STUDY TEXT:
*** Block opens ***

Name transcription(s)
- • Chinese: 阿裕尼 Āyùní (Pinyin) A-jū-nî (Hokkien POJ)
- • Malay: Aljunied (Rumi) الجنيد (Jawi)
- • Tamil: அல்ஜூனிட் Aljūṉiṭ (Transliteration)
- Aljunied Location of Aljunied within Singapore
- Coordinates: 1°18′59.19″N 103°52′58.73″E﻿ / ﻿1.3164417°N 103.8829806°E
- Country: Singapore
- Planning Area: Geylang Planning Area

Population (2024)
- • Total: 43,210

= Aljunied =

Aljunied (/ælˈdʒuːnɪd/ al-JOO-nid) is a suburban area located in the central part of the city-state of Singapore. Named after Aljunied Road, it was formerly agricultural land which has since been heavily urbanised and presently comprises a variety of land uses. Today, Aljunied is a bustling neighbourhood with HDB flats with amenities like shops, schools, parks and recreational facilities, as well as several traditional Singaporean shophouses.

==Etymology==
Syed Sharif Omar bin Ali Al Junied owned large tracts of agricultural land in the area. In Palembang, he established a business after migrating from his hometown in Tarim, Yemen. Syed Omar came from the well-respected Arab family who were descendants of the Islamic prophet Muhammad.

*** Block closes ***

REQUIRED ACTION A: In the Aljunied text, what was the area's total population in 2024?
REQUIRED ACTION B: Using the Aljunied text, explain where the area's name comes from.
REQUIRED ACTION C: Continue the etymology section of the Aljunied text, picking up after its final sentence about Syed Omar's family.

RECORD EXTRACTS:
*** Block opens ***

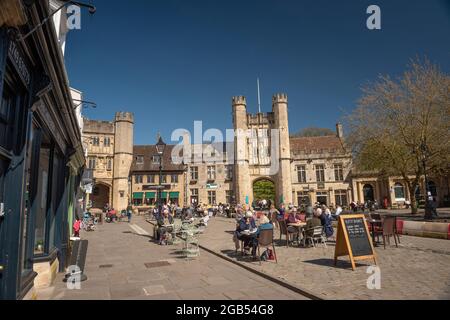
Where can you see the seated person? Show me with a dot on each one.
(189, 216)
(163, 226)
(204, 221)
(327, 224)
(246, 224)
(293, 217)
(313, 222)
(337, 213)
(264, 224)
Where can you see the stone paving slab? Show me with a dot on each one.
(206, 278)
(418, 269)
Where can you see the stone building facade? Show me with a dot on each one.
(145, 178)
(110, 155)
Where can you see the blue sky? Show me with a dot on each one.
(172, 62)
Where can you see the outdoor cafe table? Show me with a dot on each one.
(374, 223)
(300, 226)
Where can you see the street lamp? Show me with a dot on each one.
(160, 147)
(428, 208)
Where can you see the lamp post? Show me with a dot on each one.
(160, 147)
(428, 207)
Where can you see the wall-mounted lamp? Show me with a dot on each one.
(85, 103)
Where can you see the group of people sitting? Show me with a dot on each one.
(165, 222)
(248, 229)
(249, 225)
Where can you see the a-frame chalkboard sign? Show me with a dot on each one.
(353, 240)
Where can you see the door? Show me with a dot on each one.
(3, 168)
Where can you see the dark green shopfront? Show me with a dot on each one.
(41, 156)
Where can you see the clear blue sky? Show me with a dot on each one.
(172, 62)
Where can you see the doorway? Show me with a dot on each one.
(3, 168)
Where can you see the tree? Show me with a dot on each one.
(400, 124)
(264, 190)
(314, 132)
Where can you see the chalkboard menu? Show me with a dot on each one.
(353, 240)
(358, 237)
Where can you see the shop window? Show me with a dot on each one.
(7, 115)
(399, 191)
(140, 160)
(301, 173)
(42, 197)
(320, 173)
(341, 198)
(151, 178)
(194, 173)
(211, 197)
(303, 198)
(338, 172)
(229, 196)
(139, 179)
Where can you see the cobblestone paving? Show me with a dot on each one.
(418, 269)
(123, 251)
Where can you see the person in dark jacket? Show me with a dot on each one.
(313, 222)
(164, 222)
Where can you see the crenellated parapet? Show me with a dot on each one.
(239, 101)
(280, 98)
(124, 117)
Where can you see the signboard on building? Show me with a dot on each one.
(88, 188)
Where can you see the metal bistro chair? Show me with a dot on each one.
(317, 235)
(176, 231)
(191, 247)
(265, 240)
(285, 231)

*** Block closes ***

OUTPUT A: Aljunied's total population in 2024 was 43,210.

OUTPUT B: The area takes its name from Aljunied Road. The etymology section adds that Syed Sharif Omar bin Ali Al Junied owned large tracts of agricultural land there.

OUTPUT C:
Masjid Kampong Melaka was renamed Masjid Omar Kampong Melaka in his honour. In 1823, at the behest of Stamford Raffles, Syed Omar donated the land on which St Andrew's Cathedral now stands. He and his family also donated land for the establishment of Tan Tock Seng Hospital. Syed Omar's descendants continue to reside in Singapore.

Madrasah Aljunied is a leading Islamic religious school that produced many religious leaders of Southeast Asian countries.

==Education==

===Kindergarten===
- St Magdalene's Kindergarten

===Primary schools===

- Canossa Catholic Primary School
- CHIJ Our Lady of Good Counsel
- Geylang Methodist School (Primary)
- Kong Hwa School

===Secondary schools===
- Geylang Methodist School (Secondary)

===Special schools===
- Canossian School

===Former schools===
- MacPherson Secondary School

==Politics==
Aljunied formerly falls under Aljunied Constituency from 1959 to 1988. In 1968, the MacPherson area of Aljunied was under MacPherson Constituency and in 1988, renamed as MacPherson Single Member Constituency (SMC). In 1988, both wards were merged into Aljunied Group Representation Constituency (GRC). Despite its name however, the present-day Aljunied GRC does not cover the areas of the Aljunied.

MacPherson area existed as an SMC in its lifetime except in 1991 to 1997, from 2011 to 2015, and from 2025 onwards, where it was absorbed into Marine Parade-Braddell Heights GRC (previously Marine Parade GRC before 2025).

==See also==
- Aljunied MRT station
- Geylang East Library
- Buddhist Library (Singapore)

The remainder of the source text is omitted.